TEXT PROVIDED

[Start of Attachment]

BP Plc released its yearly Statistical Review of World Energy on Wednesday. Used for decades as an industry benchmark, this year's edition laid bare the seismic shifts taking place in global energy markets.
1) The rise and rise of U.S. oil production
The rise in U.S. crude output has simply been explosive. America added 1.6 million barrels a day in 2014, taking production past its previous peak in 1970. It also made the U.S. the world's largest crude producer, knocking Saudi Arabia off its perch.
While there are signs shale production will fall back slightly this year because of the slump in oil prices it's marginal compared with the longer-term trend. Energy independence is getting closer: U.S. energy production met almost 90 percent of consumption last year, the most since the Reagan administration.

[End of Attachment]

TASKS FOR THIS EXERCISE
**1)** Answer these questions using the BP review article:
(a) Which company released the Statistical Review of World Energy, and on what day?
(b) How much crude output did America add in 2014?
(c) What share of consumption did U.S. energy production meet last year?
**2)** From the BP review article, list every figure or year written in digits. Leave out the heading's list number.
**3)** From the BP review article, output everything from "1) The rise" down to "the Reagan administration.".

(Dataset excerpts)

[Start of Attachment]

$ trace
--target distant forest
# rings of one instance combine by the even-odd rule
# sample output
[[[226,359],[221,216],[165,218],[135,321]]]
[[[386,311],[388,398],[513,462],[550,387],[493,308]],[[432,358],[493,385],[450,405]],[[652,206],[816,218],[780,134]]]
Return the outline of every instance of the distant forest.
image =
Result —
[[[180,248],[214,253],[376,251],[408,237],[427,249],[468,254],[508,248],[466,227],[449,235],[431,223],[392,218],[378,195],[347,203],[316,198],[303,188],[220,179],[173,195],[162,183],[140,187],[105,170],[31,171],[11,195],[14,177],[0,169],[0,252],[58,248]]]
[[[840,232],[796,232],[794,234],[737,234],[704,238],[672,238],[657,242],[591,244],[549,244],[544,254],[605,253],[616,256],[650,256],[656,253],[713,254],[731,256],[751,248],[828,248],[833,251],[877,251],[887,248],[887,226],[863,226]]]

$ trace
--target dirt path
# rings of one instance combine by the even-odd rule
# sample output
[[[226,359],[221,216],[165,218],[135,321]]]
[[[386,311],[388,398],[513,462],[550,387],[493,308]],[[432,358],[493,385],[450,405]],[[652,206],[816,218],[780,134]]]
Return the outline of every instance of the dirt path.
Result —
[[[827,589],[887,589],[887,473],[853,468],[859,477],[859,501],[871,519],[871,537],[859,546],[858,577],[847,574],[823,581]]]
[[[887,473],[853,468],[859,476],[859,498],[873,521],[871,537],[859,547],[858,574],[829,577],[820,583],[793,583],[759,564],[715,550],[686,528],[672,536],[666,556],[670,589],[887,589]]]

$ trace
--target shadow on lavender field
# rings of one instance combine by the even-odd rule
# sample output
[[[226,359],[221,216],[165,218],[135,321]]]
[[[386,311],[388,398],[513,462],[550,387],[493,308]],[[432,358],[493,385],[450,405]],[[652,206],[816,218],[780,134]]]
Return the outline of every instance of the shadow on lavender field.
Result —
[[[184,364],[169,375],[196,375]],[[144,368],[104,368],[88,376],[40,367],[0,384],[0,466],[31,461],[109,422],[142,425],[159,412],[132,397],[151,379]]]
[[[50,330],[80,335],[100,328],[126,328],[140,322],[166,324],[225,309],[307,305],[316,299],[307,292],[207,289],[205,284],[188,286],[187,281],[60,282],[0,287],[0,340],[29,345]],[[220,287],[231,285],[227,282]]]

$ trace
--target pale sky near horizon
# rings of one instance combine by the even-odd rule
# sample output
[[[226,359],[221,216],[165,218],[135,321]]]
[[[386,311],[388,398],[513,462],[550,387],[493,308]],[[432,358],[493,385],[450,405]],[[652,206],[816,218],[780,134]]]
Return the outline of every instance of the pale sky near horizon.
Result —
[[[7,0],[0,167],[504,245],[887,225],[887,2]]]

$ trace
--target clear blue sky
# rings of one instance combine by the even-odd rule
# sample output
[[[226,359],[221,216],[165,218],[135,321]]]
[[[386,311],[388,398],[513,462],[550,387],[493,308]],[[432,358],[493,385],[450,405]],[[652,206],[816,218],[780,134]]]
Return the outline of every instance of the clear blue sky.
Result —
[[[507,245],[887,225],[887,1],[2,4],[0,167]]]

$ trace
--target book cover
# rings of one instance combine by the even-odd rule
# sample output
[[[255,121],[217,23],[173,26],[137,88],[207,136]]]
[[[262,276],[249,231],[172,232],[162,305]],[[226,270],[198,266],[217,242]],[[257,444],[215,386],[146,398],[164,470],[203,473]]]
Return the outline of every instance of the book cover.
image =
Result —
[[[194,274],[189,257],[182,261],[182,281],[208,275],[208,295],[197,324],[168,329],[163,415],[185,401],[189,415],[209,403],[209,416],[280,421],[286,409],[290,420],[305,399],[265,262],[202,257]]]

[End of Attachment]

ANSWER SECTION
**1)**
(a) BP Plc, on Wednesday
(b) 1.6 million barrels a day
(c) Almost 90 percent

**2)**
- 1.6 million barrels a day
- 2014
- 1970
- 90 percent

**3)**
1) The rise and rise of U.S. oil production
The rise in U.S. crude output has simply been explosive. America added 1.6 million barrels a day in 2014, taking production past its previous peak in 1970. It also made the U.S. the world's largest crude producer, knocking Saudi Arabia off its perch.
While there are signs shale production will fall back slightly this year because of the slump in oil prices it's marginal compared with the longer-term trend. Energy independence is getting closer: U.S. energy production met almost 90 percent of consumption last year, the most since the Reagan administration.